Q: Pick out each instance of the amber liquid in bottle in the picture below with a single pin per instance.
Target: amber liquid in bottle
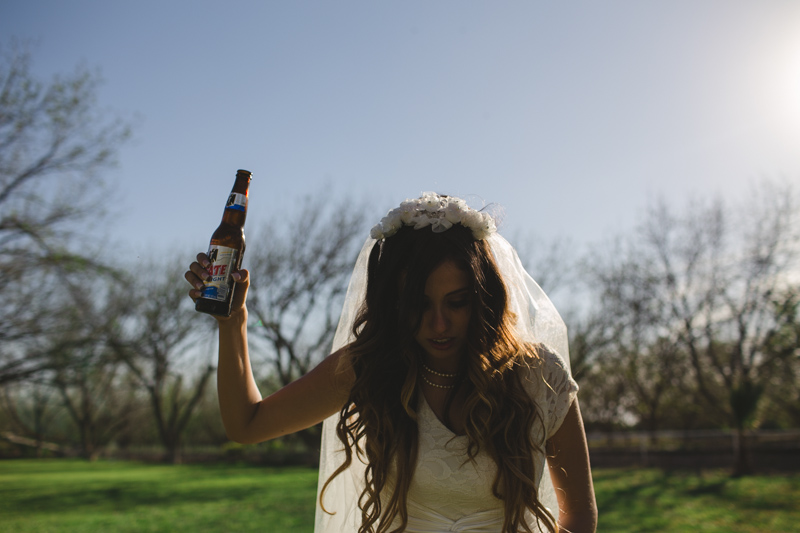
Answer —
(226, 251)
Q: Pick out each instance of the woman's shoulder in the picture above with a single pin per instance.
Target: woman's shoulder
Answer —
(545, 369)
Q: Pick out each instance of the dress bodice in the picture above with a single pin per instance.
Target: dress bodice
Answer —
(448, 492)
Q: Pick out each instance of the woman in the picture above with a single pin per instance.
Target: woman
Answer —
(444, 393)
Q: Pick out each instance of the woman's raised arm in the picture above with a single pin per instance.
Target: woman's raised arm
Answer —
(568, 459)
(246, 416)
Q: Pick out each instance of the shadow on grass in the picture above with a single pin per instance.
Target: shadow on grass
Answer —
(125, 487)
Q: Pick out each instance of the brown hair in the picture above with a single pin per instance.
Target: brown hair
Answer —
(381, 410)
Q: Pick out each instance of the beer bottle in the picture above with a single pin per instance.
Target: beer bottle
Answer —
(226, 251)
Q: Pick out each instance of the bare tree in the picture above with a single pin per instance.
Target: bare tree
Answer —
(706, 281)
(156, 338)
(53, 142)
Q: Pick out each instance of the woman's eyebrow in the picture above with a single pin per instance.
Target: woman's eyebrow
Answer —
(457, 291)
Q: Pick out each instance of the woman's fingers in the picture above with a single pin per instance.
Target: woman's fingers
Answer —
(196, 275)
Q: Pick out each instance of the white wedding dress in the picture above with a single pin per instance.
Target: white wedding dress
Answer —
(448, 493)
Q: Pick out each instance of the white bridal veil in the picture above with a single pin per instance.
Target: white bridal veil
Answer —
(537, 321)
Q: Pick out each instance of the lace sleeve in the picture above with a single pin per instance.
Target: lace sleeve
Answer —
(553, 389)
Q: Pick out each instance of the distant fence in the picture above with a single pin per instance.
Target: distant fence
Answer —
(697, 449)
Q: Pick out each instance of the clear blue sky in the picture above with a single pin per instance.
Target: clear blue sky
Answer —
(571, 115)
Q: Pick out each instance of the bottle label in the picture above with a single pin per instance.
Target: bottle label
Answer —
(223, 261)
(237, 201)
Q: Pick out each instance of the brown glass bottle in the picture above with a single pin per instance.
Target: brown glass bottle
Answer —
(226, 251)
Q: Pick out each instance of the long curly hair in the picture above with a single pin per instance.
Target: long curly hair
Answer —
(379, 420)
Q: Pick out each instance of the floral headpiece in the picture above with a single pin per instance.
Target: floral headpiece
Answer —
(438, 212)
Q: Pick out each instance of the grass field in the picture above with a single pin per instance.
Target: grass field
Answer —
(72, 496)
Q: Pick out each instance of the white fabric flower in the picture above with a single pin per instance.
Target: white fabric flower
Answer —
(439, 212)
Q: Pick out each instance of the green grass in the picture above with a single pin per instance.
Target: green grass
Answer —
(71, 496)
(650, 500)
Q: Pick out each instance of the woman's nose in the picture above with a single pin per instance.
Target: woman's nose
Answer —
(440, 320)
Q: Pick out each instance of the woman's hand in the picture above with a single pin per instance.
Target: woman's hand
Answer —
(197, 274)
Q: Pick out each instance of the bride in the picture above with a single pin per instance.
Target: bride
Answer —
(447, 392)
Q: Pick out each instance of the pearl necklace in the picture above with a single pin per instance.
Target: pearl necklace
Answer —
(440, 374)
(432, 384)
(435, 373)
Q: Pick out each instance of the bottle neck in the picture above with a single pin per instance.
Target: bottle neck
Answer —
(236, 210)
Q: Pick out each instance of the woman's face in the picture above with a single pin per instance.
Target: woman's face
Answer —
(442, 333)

################

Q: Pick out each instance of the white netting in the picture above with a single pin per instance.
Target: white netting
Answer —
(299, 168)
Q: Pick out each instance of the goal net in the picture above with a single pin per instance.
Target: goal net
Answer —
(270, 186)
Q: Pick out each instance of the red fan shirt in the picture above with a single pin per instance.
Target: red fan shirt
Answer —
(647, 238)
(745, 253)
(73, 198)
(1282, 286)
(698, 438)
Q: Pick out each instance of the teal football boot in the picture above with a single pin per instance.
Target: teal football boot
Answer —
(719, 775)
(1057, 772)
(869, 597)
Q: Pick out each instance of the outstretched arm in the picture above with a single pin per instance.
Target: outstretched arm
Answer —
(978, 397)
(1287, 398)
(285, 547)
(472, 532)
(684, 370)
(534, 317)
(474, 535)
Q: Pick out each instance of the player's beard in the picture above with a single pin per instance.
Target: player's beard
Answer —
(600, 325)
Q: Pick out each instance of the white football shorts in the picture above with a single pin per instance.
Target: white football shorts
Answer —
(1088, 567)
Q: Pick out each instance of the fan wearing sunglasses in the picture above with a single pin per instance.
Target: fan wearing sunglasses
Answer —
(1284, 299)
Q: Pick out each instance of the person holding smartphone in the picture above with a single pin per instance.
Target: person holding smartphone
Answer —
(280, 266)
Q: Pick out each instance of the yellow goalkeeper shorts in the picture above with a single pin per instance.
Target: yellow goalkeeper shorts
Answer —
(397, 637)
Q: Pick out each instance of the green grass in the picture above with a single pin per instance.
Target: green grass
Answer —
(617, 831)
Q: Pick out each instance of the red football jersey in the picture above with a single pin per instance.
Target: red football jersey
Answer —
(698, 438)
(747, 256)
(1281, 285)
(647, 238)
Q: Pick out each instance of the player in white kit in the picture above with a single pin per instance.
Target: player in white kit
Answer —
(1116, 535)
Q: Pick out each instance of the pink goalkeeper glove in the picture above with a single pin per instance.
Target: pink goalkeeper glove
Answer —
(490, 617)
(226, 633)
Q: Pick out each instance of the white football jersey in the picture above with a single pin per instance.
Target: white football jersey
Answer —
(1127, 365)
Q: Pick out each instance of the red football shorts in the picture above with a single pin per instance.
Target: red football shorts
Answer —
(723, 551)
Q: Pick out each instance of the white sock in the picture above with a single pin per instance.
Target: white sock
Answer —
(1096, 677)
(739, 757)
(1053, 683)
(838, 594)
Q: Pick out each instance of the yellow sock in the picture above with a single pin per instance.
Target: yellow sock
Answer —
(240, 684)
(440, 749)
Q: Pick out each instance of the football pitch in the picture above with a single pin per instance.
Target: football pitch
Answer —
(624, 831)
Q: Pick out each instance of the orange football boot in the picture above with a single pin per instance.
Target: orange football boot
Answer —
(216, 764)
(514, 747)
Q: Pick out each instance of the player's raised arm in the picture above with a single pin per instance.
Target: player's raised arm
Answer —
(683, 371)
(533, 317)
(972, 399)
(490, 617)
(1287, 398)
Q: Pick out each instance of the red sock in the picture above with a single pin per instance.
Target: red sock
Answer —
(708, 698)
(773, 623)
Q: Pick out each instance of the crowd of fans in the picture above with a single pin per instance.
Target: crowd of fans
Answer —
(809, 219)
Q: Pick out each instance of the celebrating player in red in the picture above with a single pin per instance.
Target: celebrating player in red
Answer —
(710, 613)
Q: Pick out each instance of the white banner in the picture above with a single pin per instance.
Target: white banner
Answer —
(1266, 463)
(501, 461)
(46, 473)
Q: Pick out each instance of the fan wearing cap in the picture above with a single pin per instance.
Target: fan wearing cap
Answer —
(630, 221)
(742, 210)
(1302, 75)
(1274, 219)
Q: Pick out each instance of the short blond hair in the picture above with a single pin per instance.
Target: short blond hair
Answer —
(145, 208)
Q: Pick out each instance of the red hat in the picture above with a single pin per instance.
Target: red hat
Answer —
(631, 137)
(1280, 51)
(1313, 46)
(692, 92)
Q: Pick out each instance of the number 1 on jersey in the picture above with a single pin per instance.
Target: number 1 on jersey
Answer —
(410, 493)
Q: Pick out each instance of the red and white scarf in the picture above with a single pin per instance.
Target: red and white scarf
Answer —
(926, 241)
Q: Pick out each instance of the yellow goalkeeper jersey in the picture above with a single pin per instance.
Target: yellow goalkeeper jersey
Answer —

################

▸ **Work required**
Which lines in the items above contain the word "yellow"? Copy each of them in full.

▸ **Written reply**
Q: Pick out each instance of the yellow goalkeeper shorts in the picture above with a single pin per instance.
Target: yellow goalkeeper shorts
Q: Pick out each instance of the yellow sock in the picture above with a single pin per instance.
Target: yellow sock
Q: Pick out each instance of the yellow goalkeeper jersey in the picture above with a single pin per instance.
Target: yellow goalkeeper jersey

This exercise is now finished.